TASK DATA.
○ ○ ○ ○ ○

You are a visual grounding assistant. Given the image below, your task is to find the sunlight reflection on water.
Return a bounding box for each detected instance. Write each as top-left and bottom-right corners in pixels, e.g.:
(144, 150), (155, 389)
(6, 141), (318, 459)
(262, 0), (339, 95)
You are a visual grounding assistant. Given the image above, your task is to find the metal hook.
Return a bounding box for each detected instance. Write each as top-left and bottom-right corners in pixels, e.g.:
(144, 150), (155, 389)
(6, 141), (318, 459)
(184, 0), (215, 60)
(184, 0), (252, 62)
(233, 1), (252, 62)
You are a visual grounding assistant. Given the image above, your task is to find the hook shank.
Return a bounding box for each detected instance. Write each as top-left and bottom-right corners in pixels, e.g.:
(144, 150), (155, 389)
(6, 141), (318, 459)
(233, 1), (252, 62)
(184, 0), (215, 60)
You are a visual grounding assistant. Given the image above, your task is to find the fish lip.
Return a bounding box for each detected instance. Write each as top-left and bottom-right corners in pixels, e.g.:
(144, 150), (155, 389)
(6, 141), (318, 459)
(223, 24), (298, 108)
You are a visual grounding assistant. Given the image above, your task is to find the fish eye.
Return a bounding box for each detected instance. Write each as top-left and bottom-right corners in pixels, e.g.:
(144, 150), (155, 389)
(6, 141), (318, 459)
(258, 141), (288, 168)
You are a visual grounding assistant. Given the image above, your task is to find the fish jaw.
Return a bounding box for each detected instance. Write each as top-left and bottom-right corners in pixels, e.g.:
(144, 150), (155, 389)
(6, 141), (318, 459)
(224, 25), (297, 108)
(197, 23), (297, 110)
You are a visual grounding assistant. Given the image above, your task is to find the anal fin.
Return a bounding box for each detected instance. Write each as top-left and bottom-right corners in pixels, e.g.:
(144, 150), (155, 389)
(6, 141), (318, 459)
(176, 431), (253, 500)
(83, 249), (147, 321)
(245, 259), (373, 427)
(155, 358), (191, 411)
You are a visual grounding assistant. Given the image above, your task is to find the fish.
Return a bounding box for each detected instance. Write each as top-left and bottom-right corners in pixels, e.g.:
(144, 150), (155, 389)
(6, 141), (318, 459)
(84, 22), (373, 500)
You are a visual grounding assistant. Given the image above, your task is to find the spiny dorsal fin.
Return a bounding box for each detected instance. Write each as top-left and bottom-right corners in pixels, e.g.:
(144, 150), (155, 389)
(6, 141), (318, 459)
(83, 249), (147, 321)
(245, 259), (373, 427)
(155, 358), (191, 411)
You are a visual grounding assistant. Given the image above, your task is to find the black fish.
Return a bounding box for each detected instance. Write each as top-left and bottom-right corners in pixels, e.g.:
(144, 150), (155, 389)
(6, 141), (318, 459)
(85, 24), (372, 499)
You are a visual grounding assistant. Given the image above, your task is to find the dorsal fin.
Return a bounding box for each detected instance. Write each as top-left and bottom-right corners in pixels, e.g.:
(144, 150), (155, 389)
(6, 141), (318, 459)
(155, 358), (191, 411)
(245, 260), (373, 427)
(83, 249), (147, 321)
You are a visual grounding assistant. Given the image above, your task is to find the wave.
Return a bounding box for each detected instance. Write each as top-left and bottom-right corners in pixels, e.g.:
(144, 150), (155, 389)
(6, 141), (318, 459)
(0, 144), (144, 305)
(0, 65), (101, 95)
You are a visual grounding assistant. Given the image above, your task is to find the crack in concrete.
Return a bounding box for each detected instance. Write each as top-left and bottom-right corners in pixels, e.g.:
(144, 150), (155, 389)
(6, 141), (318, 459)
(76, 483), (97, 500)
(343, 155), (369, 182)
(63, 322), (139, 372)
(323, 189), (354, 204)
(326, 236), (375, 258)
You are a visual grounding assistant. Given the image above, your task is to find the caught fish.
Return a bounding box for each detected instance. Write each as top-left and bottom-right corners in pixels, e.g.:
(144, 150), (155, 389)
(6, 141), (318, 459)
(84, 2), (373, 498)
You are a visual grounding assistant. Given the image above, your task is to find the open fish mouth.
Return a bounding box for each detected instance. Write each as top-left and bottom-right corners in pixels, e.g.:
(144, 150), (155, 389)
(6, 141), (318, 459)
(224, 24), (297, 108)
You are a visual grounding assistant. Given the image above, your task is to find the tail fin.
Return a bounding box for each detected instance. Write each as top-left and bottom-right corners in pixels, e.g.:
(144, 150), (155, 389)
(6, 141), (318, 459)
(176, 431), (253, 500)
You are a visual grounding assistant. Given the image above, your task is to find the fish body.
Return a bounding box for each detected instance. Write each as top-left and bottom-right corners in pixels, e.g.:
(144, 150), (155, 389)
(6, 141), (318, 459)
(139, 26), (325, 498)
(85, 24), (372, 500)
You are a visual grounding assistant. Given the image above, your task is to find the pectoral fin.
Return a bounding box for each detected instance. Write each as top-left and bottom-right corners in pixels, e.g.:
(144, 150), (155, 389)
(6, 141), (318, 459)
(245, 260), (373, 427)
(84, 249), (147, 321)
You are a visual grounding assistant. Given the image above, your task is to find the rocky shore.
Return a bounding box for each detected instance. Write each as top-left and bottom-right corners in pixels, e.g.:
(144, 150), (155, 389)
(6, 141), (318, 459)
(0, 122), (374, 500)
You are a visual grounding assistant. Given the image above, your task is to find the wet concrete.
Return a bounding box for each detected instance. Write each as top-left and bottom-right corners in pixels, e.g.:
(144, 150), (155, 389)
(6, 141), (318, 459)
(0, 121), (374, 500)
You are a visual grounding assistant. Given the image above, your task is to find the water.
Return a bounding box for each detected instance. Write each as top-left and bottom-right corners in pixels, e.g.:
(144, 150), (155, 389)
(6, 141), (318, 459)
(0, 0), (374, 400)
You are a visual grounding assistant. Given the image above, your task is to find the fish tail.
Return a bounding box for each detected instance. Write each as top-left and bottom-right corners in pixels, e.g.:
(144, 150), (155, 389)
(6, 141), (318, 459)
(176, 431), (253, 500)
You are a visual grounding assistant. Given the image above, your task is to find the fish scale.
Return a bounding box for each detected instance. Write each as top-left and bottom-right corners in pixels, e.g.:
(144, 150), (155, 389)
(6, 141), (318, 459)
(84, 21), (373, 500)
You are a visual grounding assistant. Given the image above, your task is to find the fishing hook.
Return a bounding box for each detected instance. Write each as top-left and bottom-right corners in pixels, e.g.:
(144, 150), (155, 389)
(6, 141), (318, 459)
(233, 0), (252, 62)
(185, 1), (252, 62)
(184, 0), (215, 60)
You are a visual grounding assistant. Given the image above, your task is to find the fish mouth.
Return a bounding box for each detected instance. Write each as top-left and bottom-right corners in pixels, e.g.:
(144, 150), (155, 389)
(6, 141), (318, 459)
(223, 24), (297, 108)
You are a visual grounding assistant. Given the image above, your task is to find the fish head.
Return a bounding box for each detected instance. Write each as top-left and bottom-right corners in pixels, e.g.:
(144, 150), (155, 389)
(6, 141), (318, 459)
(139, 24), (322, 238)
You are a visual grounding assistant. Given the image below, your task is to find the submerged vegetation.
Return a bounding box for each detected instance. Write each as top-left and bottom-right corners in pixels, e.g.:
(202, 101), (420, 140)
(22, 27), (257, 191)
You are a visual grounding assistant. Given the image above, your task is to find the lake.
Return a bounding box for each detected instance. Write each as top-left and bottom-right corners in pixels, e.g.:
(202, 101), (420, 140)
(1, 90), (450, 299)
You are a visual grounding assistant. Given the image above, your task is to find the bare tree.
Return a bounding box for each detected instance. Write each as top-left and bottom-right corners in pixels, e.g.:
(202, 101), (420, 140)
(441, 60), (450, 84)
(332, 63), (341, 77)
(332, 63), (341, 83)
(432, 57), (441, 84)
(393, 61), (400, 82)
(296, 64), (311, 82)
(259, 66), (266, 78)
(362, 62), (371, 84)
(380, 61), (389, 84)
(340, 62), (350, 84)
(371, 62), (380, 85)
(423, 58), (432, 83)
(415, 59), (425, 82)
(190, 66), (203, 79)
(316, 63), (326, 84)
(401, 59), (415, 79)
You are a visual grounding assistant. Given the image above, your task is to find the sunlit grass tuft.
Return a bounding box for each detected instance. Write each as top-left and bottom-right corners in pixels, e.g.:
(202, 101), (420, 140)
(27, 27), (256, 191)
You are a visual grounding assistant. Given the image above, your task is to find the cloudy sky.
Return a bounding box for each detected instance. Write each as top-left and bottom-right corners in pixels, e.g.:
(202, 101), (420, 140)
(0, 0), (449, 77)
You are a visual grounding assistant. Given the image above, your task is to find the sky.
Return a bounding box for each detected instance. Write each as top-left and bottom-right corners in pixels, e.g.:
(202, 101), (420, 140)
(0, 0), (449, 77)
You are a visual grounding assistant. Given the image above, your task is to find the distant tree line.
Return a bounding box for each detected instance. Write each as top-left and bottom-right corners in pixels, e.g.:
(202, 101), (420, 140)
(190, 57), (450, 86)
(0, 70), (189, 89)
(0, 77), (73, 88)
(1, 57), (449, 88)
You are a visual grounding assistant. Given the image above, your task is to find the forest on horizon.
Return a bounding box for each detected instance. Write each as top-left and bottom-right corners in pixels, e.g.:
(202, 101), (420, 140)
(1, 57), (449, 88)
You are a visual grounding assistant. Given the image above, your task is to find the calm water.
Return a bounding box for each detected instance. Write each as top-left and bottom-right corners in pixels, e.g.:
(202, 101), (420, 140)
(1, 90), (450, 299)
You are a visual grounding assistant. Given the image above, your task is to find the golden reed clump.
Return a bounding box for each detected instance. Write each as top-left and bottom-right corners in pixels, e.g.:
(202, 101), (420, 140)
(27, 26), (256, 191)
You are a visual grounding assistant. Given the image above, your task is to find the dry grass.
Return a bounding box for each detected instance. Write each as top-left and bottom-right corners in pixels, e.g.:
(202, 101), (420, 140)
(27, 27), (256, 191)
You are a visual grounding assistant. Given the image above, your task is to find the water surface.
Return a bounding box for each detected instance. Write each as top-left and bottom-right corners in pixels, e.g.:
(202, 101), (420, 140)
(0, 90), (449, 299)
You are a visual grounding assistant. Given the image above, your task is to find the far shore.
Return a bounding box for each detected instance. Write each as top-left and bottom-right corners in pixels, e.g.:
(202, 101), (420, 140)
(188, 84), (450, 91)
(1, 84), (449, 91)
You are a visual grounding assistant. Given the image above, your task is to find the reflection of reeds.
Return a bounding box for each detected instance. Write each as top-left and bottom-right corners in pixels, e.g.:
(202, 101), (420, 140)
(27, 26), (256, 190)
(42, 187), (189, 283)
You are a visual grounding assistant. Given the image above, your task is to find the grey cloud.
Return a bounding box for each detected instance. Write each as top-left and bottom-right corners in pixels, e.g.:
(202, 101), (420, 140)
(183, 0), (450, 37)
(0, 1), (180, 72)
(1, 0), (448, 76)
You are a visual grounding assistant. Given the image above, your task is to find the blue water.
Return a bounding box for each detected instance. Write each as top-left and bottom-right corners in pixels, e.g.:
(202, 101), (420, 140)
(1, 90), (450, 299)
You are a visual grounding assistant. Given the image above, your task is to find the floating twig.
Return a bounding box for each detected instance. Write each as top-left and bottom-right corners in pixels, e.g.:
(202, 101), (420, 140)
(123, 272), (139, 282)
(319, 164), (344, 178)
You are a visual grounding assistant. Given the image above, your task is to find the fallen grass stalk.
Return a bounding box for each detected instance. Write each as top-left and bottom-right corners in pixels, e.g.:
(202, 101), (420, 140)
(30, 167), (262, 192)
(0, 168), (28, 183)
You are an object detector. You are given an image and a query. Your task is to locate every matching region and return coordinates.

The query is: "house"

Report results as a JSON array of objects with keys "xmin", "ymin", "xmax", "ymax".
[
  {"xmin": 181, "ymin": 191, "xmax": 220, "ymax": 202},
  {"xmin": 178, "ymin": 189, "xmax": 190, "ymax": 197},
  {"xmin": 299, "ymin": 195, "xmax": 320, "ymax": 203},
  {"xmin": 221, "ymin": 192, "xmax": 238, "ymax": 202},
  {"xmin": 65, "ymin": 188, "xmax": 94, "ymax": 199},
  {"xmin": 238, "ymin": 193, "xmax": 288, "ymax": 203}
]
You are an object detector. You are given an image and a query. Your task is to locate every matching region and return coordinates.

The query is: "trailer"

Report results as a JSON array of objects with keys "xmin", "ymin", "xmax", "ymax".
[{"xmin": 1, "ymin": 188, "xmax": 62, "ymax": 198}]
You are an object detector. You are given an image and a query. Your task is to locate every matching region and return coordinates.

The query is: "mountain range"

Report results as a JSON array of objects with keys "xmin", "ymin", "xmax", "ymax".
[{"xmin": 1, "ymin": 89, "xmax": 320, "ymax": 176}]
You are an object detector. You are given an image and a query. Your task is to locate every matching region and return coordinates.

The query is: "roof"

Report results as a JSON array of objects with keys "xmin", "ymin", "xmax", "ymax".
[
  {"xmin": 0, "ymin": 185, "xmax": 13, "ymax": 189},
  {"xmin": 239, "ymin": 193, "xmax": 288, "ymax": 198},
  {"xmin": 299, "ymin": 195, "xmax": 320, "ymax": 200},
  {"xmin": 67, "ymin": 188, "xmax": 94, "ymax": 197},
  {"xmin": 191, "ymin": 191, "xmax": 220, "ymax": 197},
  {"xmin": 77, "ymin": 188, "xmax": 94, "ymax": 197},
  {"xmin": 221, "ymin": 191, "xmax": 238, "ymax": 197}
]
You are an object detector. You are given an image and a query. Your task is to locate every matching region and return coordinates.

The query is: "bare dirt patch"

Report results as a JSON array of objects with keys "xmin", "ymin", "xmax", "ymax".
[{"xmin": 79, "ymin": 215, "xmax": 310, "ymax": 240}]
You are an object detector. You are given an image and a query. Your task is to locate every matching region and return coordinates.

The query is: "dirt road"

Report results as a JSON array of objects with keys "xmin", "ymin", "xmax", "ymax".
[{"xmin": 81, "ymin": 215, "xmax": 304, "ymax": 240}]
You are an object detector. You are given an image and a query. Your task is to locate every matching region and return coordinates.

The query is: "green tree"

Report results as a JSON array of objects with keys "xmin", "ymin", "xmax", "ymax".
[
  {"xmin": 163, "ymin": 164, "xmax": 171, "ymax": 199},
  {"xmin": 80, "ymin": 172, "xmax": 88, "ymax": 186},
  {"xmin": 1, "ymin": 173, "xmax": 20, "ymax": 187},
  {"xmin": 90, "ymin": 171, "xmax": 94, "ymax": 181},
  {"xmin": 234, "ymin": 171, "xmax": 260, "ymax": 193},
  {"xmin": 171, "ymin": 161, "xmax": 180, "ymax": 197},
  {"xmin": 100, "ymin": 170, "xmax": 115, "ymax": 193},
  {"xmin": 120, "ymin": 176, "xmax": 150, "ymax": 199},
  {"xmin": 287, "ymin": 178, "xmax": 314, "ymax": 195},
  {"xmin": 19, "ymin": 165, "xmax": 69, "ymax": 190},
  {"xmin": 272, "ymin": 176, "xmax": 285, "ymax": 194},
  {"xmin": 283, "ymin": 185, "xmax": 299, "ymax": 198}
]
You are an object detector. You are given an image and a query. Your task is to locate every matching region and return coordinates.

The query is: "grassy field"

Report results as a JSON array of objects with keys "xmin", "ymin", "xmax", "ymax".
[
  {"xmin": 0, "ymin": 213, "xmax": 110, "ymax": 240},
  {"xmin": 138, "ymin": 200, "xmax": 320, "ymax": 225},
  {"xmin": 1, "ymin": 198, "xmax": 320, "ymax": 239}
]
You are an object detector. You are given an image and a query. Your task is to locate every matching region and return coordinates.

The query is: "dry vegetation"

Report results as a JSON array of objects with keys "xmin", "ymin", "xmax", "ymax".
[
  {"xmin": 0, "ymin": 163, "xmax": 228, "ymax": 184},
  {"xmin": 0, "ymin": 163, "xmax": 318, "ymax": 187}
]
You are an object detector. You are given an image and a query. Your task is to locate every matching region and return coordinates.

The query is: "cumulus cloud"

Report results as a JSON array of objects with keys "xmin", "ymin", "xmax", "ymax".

○ ○ ○ ○ ○

WHAT IS NEEDED.
Lines containing the word "tree": copy every one of them from the records above.

YOUR RESPONSE.
You are a visual grounding assistant. Given the image above, your task is to find the bare tree.
You are a visual grounding assistant. Given the image above, your task is to find the distant tree line.
The query is: "green tree"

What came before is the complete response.